-- Begin RECORDS SHOWN --

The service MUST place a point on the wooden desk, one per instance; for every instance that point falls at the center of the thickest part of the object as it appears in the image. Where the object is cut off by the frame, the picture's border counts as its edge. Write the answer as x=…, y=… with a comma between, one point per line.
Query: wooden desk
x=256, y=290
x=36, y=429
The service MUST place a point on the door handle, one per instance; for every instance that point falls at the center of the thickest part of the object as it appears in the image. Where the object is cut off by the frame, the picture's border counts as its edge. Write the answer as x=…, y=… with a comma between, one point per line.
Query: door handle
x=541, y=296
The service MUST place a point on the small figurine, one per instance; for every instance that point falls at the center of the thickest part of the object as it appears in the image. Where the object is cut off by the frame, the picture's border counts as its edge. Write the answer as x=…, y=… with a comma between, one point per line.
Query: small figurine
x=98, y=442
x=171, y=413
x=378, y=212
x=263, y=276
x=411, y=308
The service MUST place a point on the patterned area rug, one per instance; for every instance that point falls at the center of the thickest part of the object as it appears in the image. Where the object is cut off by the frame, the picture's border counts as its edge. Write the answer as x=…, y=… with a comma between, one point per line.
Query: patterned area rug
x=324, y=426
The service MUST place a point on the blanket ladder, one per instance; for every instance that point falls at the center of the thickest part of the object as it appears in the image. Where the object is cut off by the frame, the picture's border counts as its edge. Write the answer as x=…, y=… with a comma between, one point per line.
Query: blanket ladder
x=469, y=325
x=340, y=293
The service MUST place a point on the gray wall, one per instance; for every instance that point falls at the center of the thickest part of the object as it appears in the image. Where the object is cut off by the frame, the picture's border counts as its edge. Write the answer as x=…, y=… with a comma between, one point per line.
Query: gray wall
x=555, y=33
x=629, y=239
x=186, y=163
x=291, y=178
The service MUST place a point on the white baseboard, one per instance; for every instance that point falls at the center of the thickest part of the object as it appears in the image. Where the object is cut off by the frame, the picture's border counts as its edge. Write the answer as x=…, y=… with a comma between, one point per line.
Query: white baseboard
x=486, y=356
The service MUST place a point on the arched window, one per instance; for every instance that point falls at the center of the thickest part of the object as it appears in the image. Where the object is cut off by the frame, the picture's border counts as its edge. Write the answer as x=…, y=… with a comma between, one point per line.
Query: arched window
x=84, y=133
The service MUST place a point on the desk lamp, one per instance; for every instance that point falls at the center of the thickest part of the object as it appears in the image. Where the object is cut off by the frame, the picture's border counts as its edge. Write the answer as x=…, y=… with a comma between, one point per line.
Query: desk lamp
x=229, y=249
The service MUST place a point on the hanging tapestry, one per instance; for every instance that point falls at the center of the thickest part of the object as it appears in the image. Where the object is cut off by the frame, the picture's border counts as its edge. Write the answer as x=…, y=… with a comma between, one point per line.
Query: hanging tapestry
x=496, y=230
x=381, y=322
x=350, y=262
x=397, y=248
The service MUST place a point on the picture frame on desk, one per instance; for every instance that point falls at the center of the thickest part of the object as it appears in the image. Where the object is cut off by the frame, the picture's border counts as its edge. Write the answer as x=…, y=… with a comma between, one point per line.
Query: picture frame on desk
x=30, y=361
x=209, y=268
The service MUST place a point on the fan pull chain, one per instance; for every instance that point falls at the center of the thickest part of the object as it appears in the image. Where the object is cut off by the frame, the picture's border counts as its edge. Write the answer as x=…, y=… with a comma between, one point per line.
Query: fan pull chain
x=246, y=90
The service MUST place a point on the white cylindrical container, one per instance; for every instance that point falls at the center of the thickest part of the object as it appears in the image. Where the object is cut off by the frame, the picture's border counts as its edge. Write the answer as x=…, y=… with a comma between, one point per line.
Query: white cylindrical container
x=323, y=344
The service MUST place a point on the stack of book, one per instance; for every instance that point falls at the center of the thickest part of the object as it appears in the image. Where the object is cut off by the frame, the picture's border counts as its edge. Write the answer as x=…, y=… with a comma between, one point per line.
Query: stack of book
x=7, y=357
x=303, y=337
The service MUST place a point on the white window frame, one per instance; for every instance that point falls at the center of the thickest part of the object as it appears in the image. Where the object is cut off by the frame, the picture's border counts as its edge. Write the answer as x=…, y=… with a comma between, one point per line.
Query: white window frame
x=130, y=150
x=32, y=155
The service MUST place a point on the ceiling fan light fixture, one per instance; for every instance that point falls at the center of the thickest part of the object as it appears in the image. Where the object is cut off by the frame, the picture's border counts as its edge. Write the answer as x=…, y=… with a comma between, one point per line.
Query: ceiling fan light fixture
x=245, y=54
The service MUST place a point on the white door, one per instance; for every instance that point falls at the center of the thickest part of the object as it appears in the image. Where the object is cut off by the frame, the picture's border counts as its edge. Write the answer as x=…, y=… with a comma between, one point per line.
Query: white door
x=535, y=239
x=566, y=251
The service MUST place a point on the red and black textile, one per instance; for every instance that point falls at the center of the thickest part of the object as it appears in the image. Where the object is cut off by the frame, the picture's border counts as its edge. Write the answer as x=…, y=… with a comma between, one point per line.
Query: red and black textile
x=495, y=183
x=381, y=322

-- End RECORDS SHOWN --

GIVEN EXERCISE: Convert all of the records above into a JSON list of strings, with one string for each line and any blank lines left out.

SOLVED PROBLEM:
[
  "The service MUST place a point on the wooden desk, one per instance; for every instance that point falls at the center of the thickest part of the object as it appears in the image. Where the object is cut off by the frame, the picture's border counts as its edge. Write the answer as x=…, y=… with a comma between, one point per line.",
  "Query: wooden desk",
  "x=256, y=290",
  "x=36, y=429",
  "The service MUST place a point on the door handle, one per instance; for every instance that point falls at the center of the thickest part of the object as it appears in the image. Where the object is cut off by the frame, the picture's border counts as its edge. Write the answer as x=…, y=… with a comma between, one point per line.",
  "Query: door handle",
  "x=541, y=296",
  "The service MUST place a point on the small figurine, one per instance; for every instance that point falls at the center of the thickest part of the object as it appears in the image. Where the object is cut off by the frame, the picture's border counts as its edge. Write the answer as x=…, y=… with a comma between, one point per line.",
  "Query: small figurine",
  "x=98, y=442",
  "x=171, y=413",
  "x=378, y=212",
  "x=263, y=276",
  "x=411, y=308",
  "The service MUST place a point on the patterned area rug, one per instance; for every instance that point falls at the center of the thickest part of the object as it appears in the image. Where the object is cut off by the frame, the picture's border counts as its edge. Write the answer as x=…, y=… with a comma between, one point per line.",
  "Query: patterned area rug",
  "x=324, y=426",
  "The service MUST place a point on the blanket ladder, one per instance; for every instance that point falls at the center of the thickest part of the object as it appears in the image. Where the object is cut off by the frame, the picture's border counts as its edge. Write the answer as x=…, y=… with a comma between, one point per line.",
  "Query: blanket ladder",
  "x=469, y=325",
  "x=340, y=293",
  "The service MUST place a point on the gray wall, one per instance; for every instance that point falls at the center of the thickest part of the object as it appears in the image. Where the object is cut off by the frame, the picture's border counts as its edge. Write the answer as x=…, y=… with a comma between, one point per line.",
  "Query: gray wall",
  "x=555, y=33",
  "x=629, y=239",
  "x=186, y=163",
  "x=291, y=178",
  "The service MUST place a point on the white baseboard, one per instance; for every instance that point falls at the center of the thickest part of the object as it appears in the image. Where the object is cut off by the frame, the picture's border counts as its edge. Write the answer as x=…, y=… with a comma between, one point per line.",
  "Query: white baseboard",
  "x=486, y=356",
  "The service MUST place a point on the arched window, one per instance; for every instance that point falls at the center of the thickest part of the object as it appears in the image. Where the object is cut off by the frame, the picture's border counts as its edge. Write the answer as x=…, y=… with a comma between, one point per line.",
  "Query: arched window",
  "x=84, y=133",
  "The service MUST place a point on the desk lamp, one per instance; for every instance that point falls at the center of the thickest part of the object as it appears in the image. Where the object is cut off by the frame, the picture's border counts as its edge. Write the answer as x=…, y=… with a comma between, one point per line.",
  "Query: desk lamp",
  "x=229, y=249",
  "The service MUST place a point on the hanging tapestry, one per instance; for every instance that point falls at the center of the thickest part of the object as it appears in the image. Where the object is cut off by the frame, the picture's border counts as its edge. Write the answer as x=…, y=… with a comma between, one point per line.",
  "Query: hanging tapestry",
  "x=496, y=230",
  "x=381, y=322",
  "x=350, y=262",
  "x=397, y=248",
  "The service MUST place a point on the picture frame on desk, one per instance; for every instance that point falls at the center of the thickest part of the object as it appears in the image. Where the object is cut off by the frame, the picture's border counts as its edge. Write the answer as x=…, y=… with a comma between, one point per line.",
  "Query: picture frame on desk",
  "x=30, y=361",
  "x=209, y=268",
  "The service MUST place a point on the fan pull chain, one per instance; for every instance that point falls at the center of the thickest part of the object as it appears in the image. Where the object is cut off by the frame, the picture's border counts as its edge. Write the answer as x=…, y=… with a comma between, one point per line.",
  "Query: fan pull chain",
  "x=246, y=90",
  "The service MUST place a point on the white cylindrical container, one per instance; for every instance that point falls at the center of the thickest part of the object as it appears in the image. Where the object is cut off by the frame, the picture's border counts as its edge. Write the answer as x=…, y=… with a comma between, one point per line.",
  "Query: white cylindrical container",
  "x=323, y=344",
  "The service MUST place a point on the stack of book, one per instance; for every instance that point falls at the center of the thickest part of the object as it appears in the image. Where the object is cut off by the frame, the picture's border counts as its edge. Write the answer as x=…, y=… with a comma between, one point per line.",
  "Query: stack of book",
  "x=7, y=357",
  "x=303, y=337",
  "The service MUST place a point on the white window frame, one per instance; for every instance that point falls at the center of the thickest part of the object as it appears in the image. Where the object is cut off by the frame, the picture's border counts as its edge. Write the answer as x=…, y=… with a comma between, one point per line.",
  "Query: white window frame",
  "x=130, y=150",
  "x=32, y=155",
  "The service MUST place a point on the ceiling fan light fixture, one per instance; for every instance that point falls at the center of the thickest part of the object as it appears in the image. Where the object is cut off by the frame, the picture's border counts as its edge. Write the answer as x=…, y=… with a comma between, one point per line.",
  "Query: ceiling fan light fixture",
  "x=245, y=54",
  "The service MUST place a point on the white door, one per instance; for every instance that point falls at the center of the thickest part of the object as it appears in the image. Where the object is cut off by the frame, the picture's border counts as its edge. Write the answer as x=…, y=… with a comma between, one point per line.",
  "Query: white door",
  "x=535, y=239",
  "x=566, y=251",
  "The service MUST place a point on the red and black textile, one per instance; for every instance that point falls at the center of the thickest part of the object as it appears in the image. Where the object is cut off by the frame, the picture's border counts as its edge. Write the answer as x=…, y=… with a comma between, one point per line.",
  "Query: red and black textile",
  "x=495, y=183",
  "x=381, y=322"
]